What this task involves: Retyping the records exactly is the whole task.

Records to process:

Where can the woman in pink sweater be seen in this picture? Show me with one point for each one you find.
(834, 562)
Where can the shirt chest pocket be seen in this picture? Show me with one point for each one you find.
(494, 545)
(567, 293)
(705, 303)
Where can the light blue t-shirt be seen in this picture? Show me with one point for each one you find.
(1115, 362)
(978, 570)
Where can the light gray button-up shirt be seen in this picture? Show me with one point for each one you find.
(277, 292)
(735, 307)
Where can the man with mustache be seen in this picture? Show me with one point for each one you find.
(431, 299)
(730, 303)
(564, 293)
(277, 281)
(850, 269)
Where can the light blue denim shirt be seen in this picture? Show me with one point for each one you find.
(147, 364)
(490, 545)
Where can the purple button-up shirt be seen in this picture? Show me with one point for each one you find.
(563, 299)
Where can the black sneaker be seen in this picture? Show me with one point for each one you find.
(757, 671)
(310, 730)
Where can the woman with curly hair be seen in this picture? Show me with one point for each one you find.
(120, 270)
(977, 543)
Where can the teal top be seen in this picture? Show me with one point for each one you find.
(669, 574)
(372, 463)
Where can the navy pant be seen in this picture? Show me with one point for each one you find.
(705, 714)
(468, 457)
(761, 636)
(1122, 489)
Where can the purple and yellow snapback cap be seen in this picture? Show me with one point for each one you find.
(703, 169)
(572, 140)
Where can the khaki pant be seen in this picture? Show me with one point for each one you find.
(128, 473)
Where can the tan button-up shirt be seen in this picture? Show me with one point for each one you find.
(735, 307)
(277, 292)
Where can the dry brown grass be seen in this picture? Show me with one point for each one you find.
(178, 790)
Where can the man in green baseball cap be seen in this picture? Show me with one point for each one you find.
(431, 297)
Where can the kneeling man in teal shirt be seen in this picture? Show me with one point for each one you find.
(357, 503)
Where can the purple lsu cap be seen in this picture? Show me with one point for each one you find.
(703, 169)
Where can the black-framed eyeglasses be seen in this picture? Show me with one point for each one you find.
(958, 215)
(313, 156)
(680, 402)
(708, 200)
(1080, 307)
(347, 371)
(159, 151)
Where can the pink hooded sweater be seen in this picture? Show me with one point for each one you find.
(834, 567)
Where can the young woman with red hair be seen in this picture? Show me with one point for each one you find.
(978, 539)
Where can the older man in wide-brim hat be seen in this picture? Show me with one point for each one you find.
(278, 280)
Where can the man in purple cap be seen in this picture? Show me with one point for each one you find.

Exercise result:
Where can the woman in pink sweater be seen in this picture? Show me with one point for each one you find.
(834, 562)
Where can the shirt chest pocket be seen in this picture? Show me with one point for each one you find.
(494, 545)
(567, 293)
(705, 303)
Where can the light blue t-shirt be seen in this picture? Show me with one point for each one you find.
(1115, 362)
(978, 570)
Where can the light gray button-up shirt be seen in this picture? Show me with one point for each one you find.
(277, 292)
(735, 307)
Where can the man with mustache be seen in this picture? Show me with one point for each one you find.
(431, 299)
(730, 303)
(564, 293)
(277, 281)
(850, 269)
Where can the light blue denim shirt be seen in this picture? Show me with one point for each one you find.
(147, 364)
(490, 545)
Where can the purple button-up shirt be seen in this picture? Show me with one point for each one you find.
(563, 299)
Where can the black sneaker be seen in this picture? Show me with one point for each one you find.
(757, 671)
(310, 730)
Where can the woman with curly hair be seen in this picture? Show me with one point for each one you find.
(120, 270)
(977, 543)
Where can the teal top be seen in this picture? Show me with one point for each one you find.
(669, 574)
(372, 463)
Where can the navy pant be seen in this picture? Show me with one point for each one you find.
(705, 714)
(468, 457)
(761, 636)
(1122, 489)
Where can the purple and yellow snapback cap be seen in this picture? Show me with one point for each one you find.
(703, 169)
(572, 140)
Where can the khaki pant be seen in this picture? Show me with one point for each one you find.
(128, 473)
Where can the tan button-up shirt be seen in this picture? Show me with one point for each one you find.
(735, 307)
(277, 292)
Where can the dry brown grass be seen in this picture? Show me with one point for each one you find.
(178, 790)
Where can the man in green baseball cap be seen in this picture? Show me with one point for each one you find.
(431, 297)
Where can the kneeling man in teal shirt be seen in this picture? Show me with one point for each one you find.
(357, 503)
Where can the purple lsu cap be seen in this picture? Show me with one point for each one you find.
(703, 169)
Where can the black-framed eyeglasses be seen in this picture? Show me with one point for each one you find.
(958, 215)
(313, 156)
(680, 402)
(708, 200)
(1080, 307)
(347, 371)
(159, 151)
Where can the pink hooded sweater be seen in this picture? Show me with one point for each one you find.
(834, 567)
Where can the young woman with red hair be seen in this picture? Show me with one point for each one you find.
(978, 539)
Where can the older man in wide-brim hat be seen in this picture? Show me with one point for each one you find.
(278, 280)
Where can the man in purple cap be seen in this picture? Show me with one point for each one you find.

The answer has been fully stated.